BRIEF →
Copy the passage from the letter on homelessness below word for word, starting with "Homeless people suffer" and going on through "of the coronavirus.".

PASSAGE TO READ →
------------------------

Dear Gov. Newsom: Homelessness, like coronavirus, is a public health crisis. Solve both
Dear Gov. Newsom:
Your steady leadership during this coronavirus pandemic sets an example for others to follow. But your order for Californians to shelter-in-place underscores a tragic reality: Too many Californians today have neither shelter nor place. That’s because California was already struggling to contain the public health emergency of epidemic homelessness before COVID-19 hit.
Homeless people suffer due to our neglect. California’s lack of shelter and affordable housing has jeopardized the health and safety of tens of thousands of people – many of them frail, elderly or ill – for decades. In recent years, these vulnerable Californians have even contracted “medieval” diseases like typhus due to the unsanitary conditions of life on the street. These humans whom we regularly deny the use of sinks to wash their hands now face the deadly threat of the coronavirus.
If they succumb, we are responsible.
President Trump’s failure to respond urgently to COVID-19 has forced California to take drastic measures to slow the virus’ spread. This new emergency is compounded by the state’s pre-existing public health crisis of homelessness. As a result, you now have a moral mandate to solve for both issues. For the sake of public health and human dignity, we urge you to establish permanent protections for the homeless.
Governor, you took office during an unprecedented societal breakdown. You did not create the underlying inequalities driving homelessness. You dedicated more than $1 billion to start solving the problem. You identified state lands that could accommodate shelters. You rolled out 100 trailers for temporary housing and pushed local governments to act.
No governor has done more, but it wasn’t enough. Your promise of 3.5 million new housing units by 2025 proved empty. Some cities stepped up with piecemeal solutions, but thousands of humans continued to live in misery.

------------------------

PROVIDED DATA →

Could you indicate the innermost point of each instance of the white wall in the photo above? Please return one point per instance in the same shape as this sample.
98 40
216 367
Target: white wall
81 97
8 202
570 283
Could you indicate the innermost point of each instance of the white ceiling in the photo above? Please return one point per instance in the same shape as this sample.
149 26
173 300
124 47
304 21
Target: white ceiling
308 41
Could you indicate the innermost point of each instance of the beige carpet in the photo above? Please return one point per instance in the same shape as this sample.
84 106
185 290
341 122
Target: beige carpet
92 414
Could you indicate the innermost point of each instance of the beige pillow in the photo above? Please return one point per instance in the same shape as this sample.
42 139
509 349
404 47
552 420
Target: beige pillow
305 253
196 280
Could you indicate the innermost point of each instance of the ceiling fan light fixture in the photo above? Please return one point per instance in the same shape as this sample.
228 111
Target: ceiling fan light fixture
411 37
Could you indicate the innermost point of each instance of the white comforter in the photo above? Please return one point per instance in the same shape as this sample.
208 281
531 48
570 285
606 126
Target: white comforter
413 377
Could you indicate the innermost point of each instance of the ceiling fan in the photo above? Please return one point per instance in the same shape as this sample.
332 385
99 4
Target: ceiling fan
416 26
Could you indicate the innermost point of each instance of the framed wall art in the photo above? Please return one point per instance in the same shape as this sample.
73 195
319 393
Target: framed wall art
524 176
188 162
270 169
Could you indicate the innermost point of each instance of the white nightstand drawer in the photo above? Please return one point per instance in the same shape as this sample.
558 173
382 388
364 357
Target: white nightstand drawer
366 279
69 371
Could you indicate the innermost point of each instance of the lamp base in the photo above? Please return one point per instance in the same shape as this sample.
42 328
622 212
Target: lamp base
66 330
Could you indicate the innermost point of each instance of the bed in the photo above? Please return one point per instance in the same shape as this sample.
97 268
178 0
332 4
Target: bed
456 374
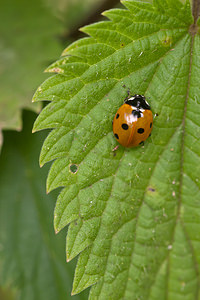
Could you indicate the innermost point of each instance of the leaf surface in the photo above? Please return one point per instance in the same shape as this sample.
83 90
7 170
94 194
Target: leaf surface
31 256
132 213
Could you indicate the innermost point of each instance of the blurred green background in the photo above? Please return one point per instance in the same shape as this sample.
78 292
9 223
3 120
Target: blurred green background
33 34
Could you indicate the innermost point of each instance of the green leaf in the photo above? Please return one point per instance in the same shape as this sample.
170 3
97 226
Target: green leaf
133 213
31 256
27 46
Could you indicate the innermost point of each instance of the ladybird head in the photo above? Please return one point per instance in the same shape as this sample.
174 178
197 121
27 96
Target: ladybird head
138 101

------------------------

THE ANSWER →
Homeless people suffer due to our neglect. California’s lack of shelter and affordable housing has jeopardized the health and safety of tens of thousands of people – many of them frail, elderly or ill – for decades. In recent years, these vulnerable Californians have even contracted “medieval” diseases like typhus due to the unsanitary conditions of life on the street. These humans whom we regularly deny the use of sinks to wash their hands now face the deadly threat of the coronavirus.